What to do »
1. Using the earthquake excerpt, explain in one to three sentences why Yuki's mother was at the hospital on the day of the quake.
2. Answer these from the earthquake excerpt:
(a) At what time did the quake take place on Jan. 17, 1995?
(b) How old is the family's surviving son now?
(c) In what city does Yuki's mother live?

Excerpted text »
______________________________

One family appeared in the Osaka morning edition of Jan. 18, 1995, the day following the Hanshin earthquake. An article under the headline "Station vicinity burnt to the ground" described the devastation in Kobe's Nada Ward, accompanied by a photo of a dazed woman and her young son, wrapped in a comforter against the cold, near a collapsed apartment building. The photo had been taken the afternoon of the previous day, after the deaths of the woman's 7-year-old and 11-year-old sons had been confirmed.

Upon visiting the family at their new home that I'd located through information gathered on the grapevine, the woman's husband answered the door. He had been on his way to work when the quake took place at 5:46 a.m. on Jan. 17, 1995. Rushing home, he pulled his two older sons from under their collapsed building. His wife clung to the bodies of the boys, wrapped in blankets and laid on the ground, as she cried out their names.

Still, he said, the family didn't lose hope. "We decided we'd live our lives to the fullest for our two boys." Their surviving son, who was three at the time of the quake, became a dedicated judo wrestler in elementary and junior high school. Now 21, he's flung himself into his part-time job. The man's wife is also working a part-time job. "We're all doing well," he said with a smile.

An article published in the Jan. 26, 1995 morning edition, meanwhile, highlighted the birth of a new life in Nada Ward, which had seen many deaths. A photo showed a newborn baby with his mother, who was quoted saying that she wanted to give her son a name that would guide him to become "a strong boy who values life."

On my visit to her home in the Hyogo Prefecture city of Sanda, the woman looked at the article with nostalgia as she recounted the graphic details of the day of the quake. Because she had been at risk for premature delivery, she was scheduled for medical tests on Jan. 17, 1995. Bodies of the dead were carried in one after another as she waited for her doctor, who was busy tending to the injured. Running out of space, the bodies were laid out in the hallways with blankets covering just their faces and upper bodies. It was when the woman saw a mother throwing herself on the body of her dead son and calling his name repeatedly that she began to have contractions.

Her son, who was born in an environment not unlike a field hospital, was named Yuki, meaning "overflowing hope." I was unable to meet him because as a senior in high school, he was busy studying for college entrance exams. Still, I was moved by the hopes and dreams entrusted to him in his name and his mother's assurances that he was well.

______________________________

Data provided »
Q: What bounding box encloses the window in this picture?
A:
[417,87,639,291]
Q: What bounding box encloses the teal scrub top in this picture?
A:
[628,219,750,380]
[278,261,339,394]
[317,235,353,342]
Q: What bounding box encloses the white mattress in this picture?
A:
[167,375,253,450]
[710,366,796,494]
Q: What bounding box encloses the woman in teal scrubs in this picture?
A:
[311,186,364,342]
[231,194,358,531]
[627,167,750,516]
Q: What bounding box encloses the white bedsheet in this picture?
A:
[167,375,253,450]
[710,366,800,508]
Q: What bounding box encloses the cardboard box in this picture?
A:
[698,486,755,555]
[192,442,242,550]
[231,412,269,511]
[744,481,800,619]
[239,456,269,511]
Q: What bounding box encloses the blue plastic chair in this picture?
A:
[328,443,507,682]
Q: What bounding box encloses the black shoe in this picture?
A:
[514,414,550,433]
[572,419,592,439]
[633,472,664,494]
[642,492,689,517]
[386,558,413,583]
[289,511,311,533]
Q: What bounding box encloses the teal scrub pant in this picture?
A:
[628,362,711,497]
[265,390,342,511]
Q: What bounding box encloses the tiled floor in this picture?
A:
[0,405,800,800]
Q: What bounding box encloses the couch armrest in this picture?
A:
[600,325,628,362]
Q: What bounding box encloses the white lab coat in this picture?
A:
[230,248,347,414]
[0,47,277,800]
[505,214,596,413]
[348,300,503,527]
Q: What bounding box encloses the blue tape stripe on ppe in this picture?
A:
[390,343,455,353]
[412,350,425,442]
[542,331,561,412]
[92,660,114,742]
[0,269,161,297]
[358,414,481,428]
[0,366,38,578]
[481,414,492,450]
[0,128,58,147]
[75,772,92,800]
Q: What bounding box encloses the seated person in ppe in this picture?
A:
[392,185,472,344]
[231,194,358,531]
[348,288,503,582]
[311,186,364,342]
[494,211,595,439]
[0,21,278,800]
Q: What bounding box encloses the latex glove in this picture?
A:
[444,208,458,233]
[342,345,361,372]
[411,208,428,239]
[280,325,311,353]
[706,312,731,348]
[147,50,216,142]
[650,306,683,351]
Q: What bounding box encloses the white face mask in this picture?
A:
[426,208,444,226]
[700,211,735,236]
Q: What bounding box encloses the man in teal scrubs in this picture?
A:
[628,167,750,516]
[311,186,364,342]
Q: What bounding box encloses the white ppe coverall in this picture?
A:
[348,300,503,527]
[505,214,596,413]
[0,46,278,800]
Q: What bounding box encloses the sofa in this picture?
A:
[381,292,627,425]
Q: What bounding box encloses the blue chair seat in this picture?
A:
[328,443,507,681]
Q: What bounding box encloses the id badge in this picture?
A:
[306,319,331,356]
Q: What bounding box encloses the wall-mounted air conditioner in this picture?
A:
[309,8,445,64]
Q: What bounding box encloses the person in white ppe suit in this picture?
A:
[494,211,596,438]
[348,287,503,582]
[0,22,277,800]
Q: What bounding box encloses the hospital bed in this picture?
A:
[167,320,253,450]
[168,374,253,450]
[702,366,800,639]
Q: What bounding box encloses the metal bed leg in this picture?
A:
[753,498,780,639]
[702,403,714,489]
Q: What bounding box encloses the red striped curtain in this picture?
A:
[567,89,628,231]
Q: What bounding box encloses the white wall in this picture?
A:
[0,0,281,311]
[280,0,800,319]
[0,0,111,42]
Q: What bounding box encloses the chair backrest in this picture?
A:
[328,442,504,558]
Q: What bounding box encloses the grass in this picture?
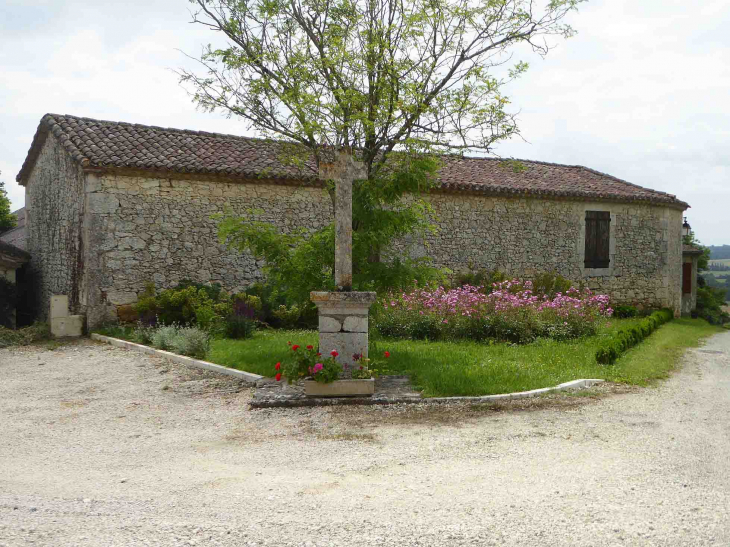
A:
[203,319,722,397]
[206,330,318,376]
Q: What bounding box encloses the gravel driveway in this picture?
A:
[0,332,730,547]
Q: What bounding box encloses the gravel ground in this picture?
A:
[0,332,730,547]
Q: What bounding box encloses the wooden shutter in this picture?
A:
[585,211,611,268]
[682,262,692,294]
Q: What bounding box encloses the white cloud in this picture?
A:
[0,0,730,244]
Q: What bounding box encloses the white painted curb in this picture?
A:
[426,378,605,403]
[91,332,264,383]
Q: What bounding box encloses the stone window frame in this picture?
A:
[577,203,616,277]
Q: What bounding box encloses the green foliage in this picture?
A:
[0,275,18,328]
[150,324,180,351]
[697,286,730,325]
[216,156,444,312]
[273,304,302,329]
[596,309,674,365]
[532,272,583,299]
[186,0,582,308]
[171,327,210,359]
[274,342,343,384]
[682,232,712,272]
[613,306,639,319]
[94,323,135,343]
[0,181,16,233]
[224,315,256,340]
[208,319,727,397]
[0,323,51,348]
[454,264,507,292]
[135,281,242,332]
[181,0,582,161]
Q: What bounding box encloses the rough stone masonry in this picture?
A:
[18,111,687,327]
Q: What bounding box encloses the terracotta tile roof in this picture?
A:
[16,114,688,209]
[682,244,704,255]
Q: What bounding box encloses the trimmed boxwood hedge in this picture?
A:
[596,309,674,365]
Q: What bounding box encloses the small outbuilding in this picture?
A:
[682,245,703,315]
[0,241,30,328]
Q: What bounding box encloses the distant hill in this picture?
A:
[710,245,730,260]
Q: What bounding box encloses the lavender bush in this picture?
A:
[373,279,613,343]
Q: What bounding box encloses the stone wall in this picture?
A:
[26,158,682,326]
[25,134,85,319]
[85,174,332,325]
[397,193,682,313]
[0,226,26,250]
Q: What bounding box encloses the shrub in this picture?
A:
[167,327,210,359]
[150,325,180,350]
[132,321,156,345]
[0,323,51,348]
[273,304,302,329]
[225,294,261,339]
[697,286,730,325]
[532,272,573,299]
[372,279,612,344]
[613,306,639,319]
[454,265,507,290]
[596,309,674,365]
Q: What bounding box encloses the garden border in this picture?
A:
[91,333,605,408]
[91,332,264,384]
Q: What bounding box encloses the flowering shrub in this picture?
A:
[373,280,613,343]
[274,342,390,384]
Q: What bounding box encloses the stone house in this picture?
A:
[681,245,702,315]
[0,240,30,327]
[0,207,25,249]
[17,114,688,327]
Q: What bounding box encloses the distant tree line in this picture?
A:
[709,245,730,260]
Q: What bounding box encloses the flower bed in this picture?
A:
[373,280,613,343]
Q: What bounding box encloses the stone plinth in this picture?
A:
[304,378,375,397]
[310,292,377,365]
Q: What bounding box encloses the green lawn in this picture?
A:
[208,319,722,397]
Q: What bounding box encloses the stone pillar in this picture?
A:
[310,149,376,372]
[310,291,377,365]
[319,149,367,291]
[50,294,84,338]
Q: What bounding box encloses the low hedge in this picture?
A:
[596,309,674,365]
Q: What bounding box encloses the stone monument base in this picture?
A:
[309,291,377,365]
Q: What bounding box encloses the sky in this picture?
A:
[0,0,730,245]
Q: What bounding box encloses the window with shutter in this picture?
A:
[585,211,611,268]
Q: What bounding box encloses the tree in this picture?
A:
[683,232,730,325]
[180,0,584,304]
[0,173,15,234]
[682,231,711,272]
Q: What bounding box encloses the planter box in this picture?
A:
[304,378,375,397]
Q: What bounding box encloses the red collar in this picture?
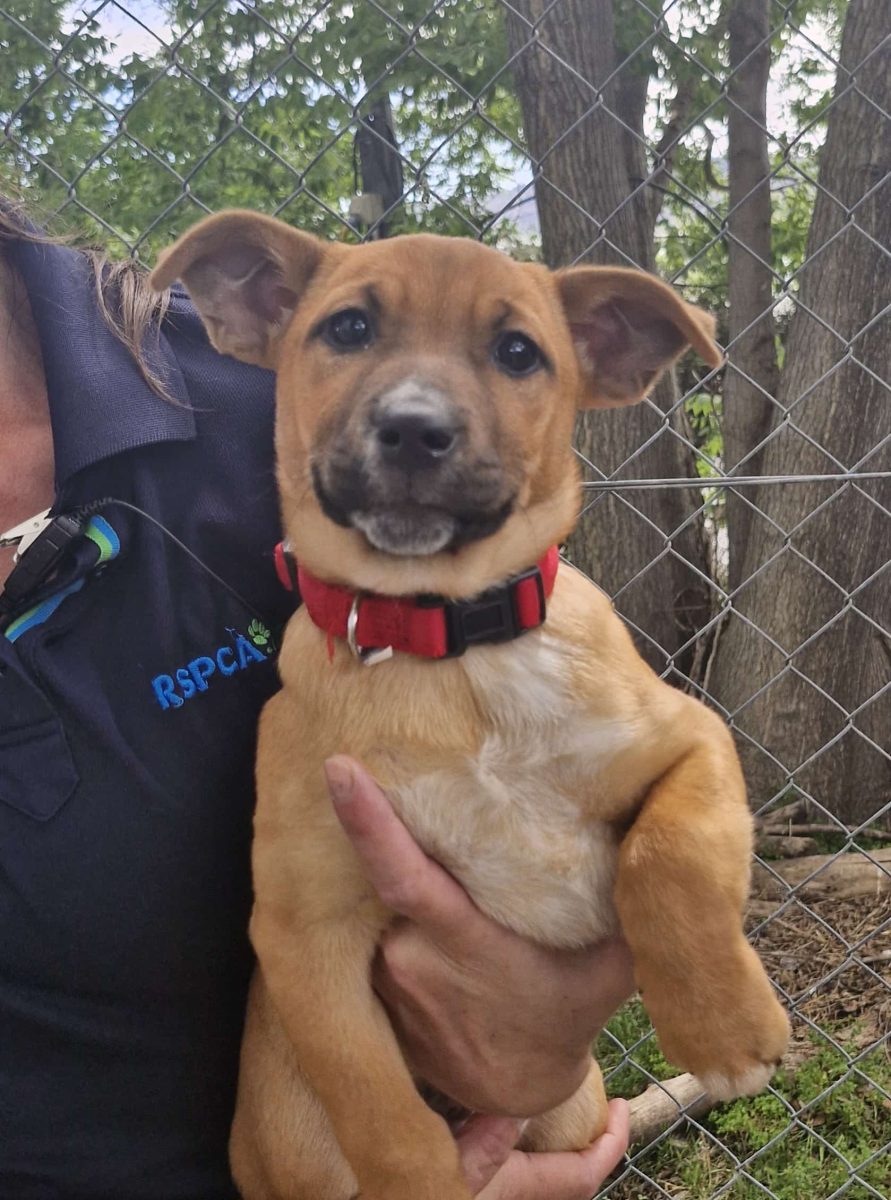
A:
[275,542,560,661]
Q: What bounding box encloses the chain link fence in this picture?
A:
[0,0,891,1200]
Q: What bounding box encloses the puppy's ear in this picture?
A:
[149,209,327,367]
[556,266,723,408]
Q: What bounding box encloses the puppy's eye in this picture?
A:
[322,308,373,350]
[492,330,544,376]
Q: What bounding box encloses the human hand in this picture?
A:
[325,757,634,1113]
[458,1100,628,1200]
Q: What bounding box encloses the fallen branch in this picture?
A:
[752,847,891,900]
[628,1074,717,1146]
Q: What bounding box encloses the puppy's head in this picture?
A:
[151,211,720,596]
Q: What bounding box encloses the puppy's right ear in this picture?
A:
[149,209,327,368]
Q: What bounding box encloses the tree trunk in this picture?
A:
[506,0,710,671]
[722,0,778,590]
[711,0,891,823]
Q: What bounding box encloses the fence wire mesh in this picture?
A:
[0,0,891,1200]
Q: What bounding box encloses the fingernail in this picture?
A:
[324,758,354,804]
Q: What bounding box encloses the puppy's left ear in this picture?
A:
[555,266,723,408]
[149,209,329,368]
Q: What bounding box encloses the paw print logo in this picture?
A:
[247,617,274,654]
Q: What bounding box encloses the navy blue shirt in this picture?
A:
[0,242,288,1200]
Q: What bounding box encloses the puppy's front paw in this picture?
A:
[644,946,789,1100]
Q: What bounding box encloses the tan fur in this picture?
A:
[155,212,788,1200]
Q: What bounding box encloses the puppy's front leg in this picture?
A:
[616,706,789,1099]
[251,817,470,1200]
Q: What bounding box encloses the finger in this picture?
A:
[324,755,477,935]
[479,1100,628,1200]
[455,1116,524,1196]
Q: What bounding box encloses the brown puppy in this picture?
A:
[153,212,788,1200]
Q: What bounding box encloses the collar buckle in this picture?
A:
[429,566,546,659]
[347,592,393,667]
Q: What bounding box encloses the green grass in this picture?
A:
[597,1001,891,1200]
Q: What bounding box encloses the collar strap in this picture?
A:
[275,545,560,661]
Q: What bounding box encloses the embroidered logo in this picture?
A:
[151,618,276,709]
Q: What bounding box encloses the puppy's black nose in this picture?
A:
[375,413,459,470]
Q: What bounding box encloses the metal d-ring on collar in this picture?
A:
[347,592,393,667]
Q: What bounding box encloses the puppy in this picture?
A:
[153,211,788,1200]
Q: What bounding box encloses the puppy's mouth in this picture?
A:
[312,467,514,558]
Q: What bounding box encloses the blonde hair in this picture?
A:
[0,197,173,401]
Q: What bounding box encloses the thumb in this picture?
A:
[455,1115,526,1196]
[324,755,477,937]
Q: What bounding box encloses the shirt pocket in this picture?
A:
[0,715,78,821]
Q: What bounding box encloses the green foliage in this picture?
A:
[0,0,519,259]
[597,1000,891,1200]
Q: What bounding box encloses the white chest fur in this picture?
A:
[394,632,633,947]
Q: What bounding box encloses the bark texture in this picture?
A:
[722,0,778,590]
[710,0,891,823]
[507,0,711,671]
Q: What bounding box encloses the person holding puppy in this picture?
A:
[0,204,633,1200]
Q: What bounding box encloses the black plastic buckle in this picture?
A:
[417,566,546,659]
[0,512,84,619]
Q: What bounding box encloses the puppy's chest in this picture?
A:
[394,634,632,947]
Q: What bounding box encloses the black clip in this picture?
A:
[0,512,84,618]
[418,566,546,659]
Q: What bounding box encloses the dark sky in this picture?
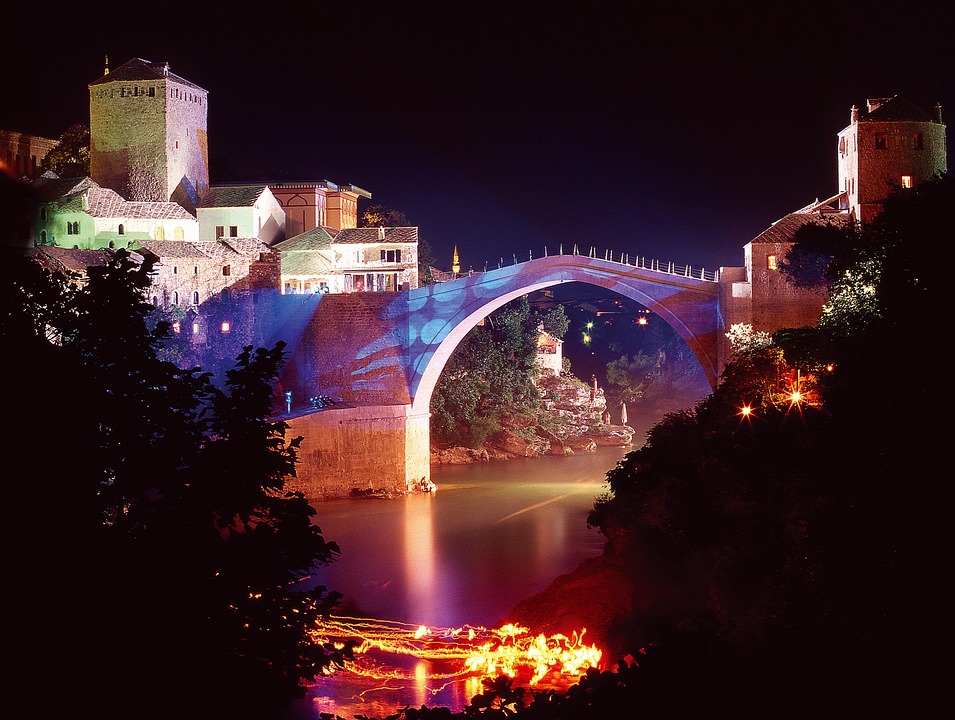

______________________________

Task-by-task solutions »
1. She had been at risk for premature delivery, so she was scheduled for medical tests on Jan. 17, 1995. While she waited for her doctor, she saw a mother throw herself on her dead son's body, and her contractions began.

2.
(a) 5:46 a.m.
(b) 21
(c) Sanda, in Hyogo Prefecture